### EXERCISE BRIEF
Nothing but the line with "indicate the sweatshirt" and the lines after it, through the end of the records below, is to be repeated, exactly as it is.

Location identification items
━━━━━━━━━━

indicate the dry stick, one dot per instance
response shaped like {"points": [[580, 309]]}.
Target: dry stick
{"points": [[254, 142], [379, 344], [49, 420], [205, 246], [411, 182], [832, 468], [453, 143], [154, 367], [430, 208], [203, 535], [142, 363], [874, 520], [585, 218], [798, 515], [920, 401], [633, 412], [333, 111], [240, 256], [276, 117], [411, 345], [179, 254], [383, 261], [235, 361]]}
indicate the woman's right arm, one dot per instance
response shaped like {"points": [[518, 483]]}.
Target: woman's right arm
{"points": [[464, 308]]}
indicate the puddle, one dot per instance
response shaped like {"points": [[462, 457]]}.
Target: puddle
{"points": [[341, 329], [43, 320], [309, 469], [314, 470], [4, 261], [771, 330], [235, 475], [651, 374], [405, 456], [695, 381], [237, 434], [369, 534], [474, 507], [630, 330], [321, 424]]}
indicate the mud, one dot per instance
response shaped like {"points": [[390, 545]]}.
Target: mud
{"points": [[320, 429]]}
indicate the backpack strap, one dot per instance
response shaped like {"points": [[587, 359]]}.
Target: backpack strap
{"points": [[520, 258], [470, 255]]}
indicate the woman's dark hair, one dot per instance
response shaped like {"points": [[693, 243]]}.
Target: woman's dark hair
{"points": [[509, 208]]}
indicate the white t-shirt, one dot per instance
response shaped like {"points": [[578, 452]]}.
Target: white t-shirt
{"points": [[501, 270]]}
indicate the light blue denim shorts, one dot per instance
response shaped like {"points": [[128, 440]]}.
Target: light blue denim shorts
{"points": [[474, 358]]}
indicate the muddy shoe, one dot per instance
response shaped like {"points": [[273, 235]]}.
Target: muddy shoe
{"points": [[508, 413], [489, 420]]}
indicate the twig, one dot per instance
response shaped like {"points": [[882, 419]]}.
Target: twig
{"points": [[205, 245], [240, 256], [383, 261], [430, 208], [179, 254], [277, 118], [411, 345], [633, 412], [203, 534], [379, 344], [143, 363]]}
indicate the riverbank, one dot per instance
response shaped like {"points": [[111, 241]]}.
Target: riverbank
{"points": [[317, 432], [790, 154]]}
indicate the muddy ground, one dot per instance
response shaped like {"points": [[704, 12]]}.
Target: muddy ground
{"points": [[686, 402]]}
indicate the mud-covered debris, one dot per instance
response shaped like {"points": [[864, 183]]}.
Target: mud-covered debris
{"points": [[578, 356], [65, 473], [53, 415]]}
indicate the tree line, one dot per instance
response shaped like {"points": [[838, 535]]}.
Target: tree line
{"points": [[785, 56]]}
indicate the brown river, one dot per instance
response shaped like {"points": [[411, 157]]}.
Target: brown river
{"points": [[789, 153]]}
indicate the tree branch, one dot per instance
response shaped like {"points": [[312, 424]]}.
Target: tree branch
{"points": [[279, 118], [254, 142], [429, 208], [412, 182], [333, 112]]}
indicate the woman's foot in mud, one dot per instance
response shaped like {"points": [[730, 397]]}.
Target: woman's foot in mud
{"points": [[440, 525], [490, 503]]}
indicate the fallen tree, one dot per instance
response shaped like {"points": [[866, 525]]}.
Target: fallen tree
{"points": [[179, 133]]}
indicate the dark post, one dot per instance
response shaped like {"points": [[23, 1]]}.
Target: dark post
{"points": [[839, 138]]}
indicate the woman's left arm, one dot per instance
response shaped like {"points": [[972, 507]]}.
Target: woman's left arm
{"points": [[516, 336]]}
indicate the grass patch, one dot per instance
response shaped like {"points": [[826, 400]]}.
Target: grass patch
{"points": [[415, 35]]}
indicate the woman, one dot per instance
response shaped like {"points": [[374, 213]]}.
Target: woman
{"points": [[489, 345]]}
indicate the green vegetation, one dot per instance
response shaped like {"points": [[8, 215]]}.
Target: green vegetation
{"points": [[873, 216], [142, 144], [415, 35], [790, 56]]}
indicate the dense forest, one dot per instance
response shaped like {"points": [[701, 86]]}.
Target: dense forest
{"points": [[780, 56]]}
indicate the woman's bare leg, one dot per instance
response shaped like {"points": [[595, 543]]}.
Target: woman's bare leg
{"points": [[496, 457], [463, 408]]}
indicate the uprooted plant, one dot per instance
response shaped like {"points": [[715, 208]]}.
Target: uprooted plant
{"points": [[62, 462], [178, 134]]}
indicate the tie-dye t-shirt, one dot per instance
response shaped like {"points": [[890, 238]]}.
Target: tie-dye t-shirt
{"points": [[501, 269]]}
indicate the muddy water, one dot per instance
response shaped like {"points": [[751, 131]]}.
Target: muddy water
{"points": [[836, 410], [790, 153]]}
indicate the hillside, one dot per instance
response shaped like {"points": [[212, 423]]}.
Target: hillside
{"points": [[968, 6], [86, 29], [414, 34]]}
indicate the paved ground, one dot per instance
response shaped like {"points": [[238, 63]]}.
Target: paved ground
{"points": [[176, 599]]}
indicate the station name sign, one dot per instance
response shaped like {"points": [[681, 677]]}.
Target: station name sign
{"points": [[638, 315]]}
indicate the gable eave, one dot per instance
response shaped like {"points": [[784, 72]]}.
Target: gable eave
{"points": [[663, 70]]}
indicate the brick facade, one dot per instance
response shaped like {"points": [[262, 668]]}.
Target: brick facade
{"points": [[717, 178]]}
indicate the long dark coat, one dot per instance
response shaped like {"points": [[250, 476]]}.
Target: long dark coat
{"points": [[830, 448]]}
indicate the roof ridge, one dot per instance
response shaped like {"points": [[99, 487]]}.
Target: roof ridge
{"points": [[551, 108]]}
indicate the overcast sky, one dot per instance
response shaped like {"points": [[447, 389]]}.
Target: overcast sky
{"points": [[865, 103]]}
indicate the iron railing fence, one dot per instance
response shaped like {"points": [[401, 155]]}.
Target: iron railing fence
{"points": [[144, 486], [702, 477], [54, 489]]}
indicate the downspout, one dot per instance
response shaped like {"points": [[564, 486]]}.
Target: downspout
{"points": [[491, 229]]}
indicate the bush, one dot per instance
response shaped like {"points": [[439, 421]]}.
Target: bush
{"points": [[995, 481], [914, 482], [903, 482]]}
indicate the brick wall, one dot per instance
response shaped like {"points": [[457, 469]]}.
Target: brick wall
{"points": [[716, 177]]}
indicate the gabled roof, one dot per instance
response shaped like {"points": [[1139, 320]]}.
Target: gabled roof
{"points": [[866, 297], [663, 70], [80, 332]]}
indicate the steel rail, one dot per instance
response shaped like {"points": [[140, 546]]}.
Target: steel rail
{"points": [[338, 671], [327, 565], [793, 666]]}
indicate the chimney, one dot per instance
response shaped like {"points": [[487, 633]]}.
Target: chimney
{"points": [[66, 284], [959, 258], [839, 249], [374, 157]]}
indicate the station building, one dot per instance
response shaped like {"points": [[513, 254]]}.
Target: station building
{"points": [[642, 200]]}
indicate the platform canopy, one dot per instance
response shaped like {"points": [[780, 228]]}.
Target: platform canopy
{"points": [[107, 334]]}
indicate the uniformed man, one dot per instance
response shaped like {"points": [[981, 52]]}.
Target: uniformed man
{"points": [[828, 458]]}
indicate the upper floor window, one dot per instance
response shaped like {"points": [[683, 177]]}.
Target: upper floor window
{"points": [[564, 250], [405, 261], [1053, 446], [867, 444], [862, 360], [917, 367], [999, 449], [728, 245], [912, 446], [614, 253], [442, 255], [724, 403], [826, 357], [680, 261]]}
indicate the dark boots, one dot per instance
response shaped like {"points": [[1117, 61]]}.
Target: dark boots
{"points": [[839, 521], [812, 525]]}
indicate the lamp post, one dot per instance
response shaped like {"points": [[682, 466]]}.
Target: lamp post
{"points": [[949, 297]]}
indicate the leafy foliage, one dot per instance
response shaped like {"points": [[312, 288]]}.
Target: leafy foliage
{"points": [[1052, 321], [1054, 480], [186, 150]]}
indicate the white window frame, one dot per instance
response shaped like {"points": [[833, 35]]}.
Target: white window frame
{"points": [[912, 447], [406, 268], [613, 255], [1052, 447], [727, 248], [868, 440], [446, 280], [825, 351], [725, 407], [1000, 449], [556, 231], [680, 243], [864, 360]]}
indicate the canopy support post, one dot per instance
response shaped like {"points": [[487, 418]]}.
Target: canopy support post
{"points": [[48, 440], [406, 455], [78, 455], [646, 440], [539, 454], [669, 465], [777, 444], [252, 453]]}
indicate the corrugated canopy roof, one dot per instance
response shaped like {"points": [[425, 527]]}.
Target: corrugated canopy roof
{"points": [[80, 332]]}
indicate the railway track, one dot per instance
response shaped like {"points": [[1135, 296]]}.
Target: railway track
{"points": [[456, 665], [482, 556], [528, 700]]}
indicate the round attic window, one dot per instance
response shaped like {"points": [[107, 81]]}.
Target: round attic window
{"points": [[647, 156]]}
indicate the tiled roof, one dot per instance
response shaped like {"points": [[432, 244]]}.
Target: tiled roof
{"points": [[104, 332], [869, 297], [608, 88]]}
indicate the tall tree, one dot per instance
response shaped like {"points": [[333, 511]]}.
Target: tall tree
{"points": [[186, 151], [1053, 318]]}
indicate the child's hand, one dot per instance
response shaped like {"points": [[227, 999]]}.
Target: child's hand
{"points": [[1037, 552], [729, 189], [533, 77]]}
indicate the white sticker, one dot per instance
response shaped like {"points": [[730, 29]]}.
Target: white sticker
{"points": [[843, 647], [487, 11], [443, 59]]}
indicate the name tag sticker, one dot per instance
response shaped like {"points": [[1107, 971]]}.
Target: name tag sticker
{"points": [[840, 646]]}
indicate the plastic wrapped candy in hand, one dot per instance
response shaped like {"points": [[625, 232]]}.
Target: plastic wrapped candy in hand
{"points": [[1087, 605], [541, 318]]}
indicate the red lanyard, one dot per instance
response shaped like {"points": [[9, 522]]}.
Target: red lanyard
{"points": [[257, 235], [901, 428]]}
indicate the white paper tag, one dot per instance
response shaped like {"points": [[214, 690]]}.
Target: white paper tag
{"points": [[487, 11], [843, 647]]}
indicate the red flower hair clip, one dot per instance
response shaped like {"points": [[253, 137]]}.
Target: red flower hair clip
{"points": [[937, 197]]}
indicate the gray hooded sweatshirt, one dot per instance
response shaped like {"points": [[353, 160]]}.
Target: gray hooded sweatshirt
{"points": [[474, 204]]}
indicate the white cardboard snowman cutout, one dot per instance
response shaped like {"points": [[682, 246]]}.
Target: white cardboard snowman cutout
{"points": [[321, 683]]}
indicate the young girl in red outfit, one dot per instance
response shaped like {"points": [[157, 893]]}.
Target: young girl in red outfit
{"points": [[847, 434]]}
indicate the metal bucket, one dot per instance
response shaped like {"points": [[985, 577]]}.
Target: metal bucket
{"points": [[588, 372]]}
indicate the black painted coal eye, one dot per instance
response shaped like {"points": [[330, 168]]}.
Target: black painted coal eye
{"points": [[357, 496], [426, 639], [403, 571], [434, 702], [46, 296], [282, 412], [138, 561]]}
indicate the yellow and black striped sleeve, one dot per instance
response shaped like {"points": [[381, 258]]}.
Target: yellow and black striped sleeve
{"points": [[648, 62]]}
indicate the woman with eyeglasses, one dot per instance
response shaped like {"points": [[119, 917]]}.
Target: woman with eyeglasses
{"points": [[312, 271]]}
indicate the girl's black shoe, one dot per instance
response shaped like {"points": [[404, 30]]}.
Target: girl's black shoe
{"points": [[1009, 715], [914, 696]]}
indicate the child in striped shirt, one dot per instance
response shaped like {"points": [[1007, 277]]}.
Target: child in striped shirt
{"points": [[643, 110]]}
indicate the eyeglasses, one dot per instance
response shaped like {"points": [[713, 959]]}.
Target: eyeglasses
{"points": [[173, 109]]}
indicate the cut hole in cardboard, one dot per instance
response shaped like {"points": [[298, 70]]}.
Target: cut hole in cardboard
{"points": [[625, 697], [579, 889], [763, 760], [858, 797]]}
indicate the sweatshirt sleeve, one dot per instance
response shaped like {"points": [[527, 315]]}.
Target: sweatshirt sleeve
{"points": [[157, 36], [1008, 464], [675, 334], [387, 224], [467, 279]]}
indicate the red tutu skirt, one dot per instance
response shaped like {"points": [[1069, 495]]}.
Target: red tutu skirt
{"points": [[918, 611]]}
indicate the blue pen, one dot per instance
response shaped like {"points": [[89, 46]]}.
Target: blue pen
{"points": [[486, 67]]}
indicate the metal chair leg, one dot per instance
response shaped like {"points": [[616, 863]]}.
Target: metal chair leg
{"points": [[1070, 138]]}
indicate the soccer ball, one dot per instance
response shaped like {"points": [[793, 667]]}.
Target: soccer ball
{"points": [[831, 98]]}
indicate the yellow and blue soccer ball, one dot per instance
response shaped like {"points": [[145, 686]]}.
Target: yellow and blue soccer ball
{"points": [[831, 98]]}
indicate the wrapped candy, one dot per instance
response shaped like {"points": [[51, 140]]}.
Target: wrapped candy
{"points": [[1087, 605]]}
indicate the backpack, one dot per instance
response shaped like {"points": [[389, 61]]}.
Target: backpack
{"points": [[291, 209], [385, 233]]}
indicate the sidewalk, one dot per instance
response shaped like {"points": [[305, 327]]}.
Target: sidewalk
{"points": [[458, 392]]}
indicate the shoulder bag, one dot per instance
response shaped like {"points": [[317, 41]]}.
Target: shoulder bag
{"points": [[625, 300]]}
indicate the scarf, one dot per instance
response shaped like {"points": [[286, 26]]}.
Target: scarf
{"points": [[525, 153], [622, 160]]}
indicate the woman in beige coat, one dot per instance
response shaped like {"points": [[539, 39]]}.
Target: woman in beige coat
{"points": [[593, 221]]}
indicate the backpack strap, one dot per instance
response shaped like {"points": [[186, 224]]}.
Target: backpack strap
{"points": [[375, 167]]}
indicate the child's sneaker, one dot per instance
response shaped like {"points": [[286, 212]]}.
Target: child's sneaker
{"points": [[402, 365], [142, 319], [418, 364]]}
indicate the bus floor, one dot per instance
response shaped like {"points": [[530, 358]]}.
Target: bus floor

━━━━━━━━━━

### OUTPUT BELOW
indicate the sweatshirt sleeve, one dot per instance
response shaped like {"points": [[527, 315]]}.
Target: sweatshirt sleeve
{"points": [[157, 36], [1008, 464], [675, 334], [387, 224], [467, 279]]}
indicate the red tutu skirt, one dot per instance
response shaped like {"points": [[1069, 495]]}.
Target: red tutu skirt
{"points": [[918, 611]]}
indicate the blue pen, one dot per instance
response shaped like {"points": [[89, 46]]}.
Target: blue pen
{"points": [[486, 67]]}
indicate the metal chair leg, one dot per instance
response shaped like {"points": [[616, 863]]}.
Target: metal chair leg
{"points": [[1070, 138]]}
indicate the soccer ball, one dot per instance
response shaped like {"points": [[793, 667]]}.
Target: soccer ball
{"points": [[831, 98]]}
indicate the yellow and blue soccer ball, one dot per instance
response shaped like {"points": [[145, 686]]}.
Target: yellow and blue soccer ball
{"points": [[831, 98]]}
indicate the wrapped candy, one dot per instance
response shaped like {"points": [[51, 140]]}.
Target: wrapped candy
{"points": [[1087, 605]]}
indicate the backpack, one dot per instance
response shaped like {"points": [[389, 61]]}.
Target: backpack
{"points": [[291, 209], [385, 233]]}
indicate the sidewalk, one dot per instance
response shaped like {"points": [[305, 327]]}.
Target: sidewalk
{"points": [[458, 392]]}
indicate the shoulder bag, one dot per instance
response shaped like {"points": [[317, 41]]}.
Target: shoulder bag
{"points": [[625, 300]]}
indicate the scarf, one dot per instance
response shaped like {"points": [[286, 26]]}.
Target: scarf
{"points": [[525, 153], [622, 160]]}
indicate the woman in beige coat, one dot per instance
response shaped like {"points": [[539, 39]]}.
Target: woman in beige coat
{"points": [[593, 221]]}
indicate the backpack strap, one dot per instance
response shaped like {"points": [[186, 224]]}.
Target: backpack strap
{"points": [[375, 167]]}
indicate the child's sneaker, one dot per instance
response shaped like {"points": [[286, 212]]}.
Target: child's sneaker
{"points": [[402, 365], [142, 319], [418, 364]]}
indicate the bus floor, one dot per instance
response shaped like {"points": [[530, 358]]}.
Target: bus floor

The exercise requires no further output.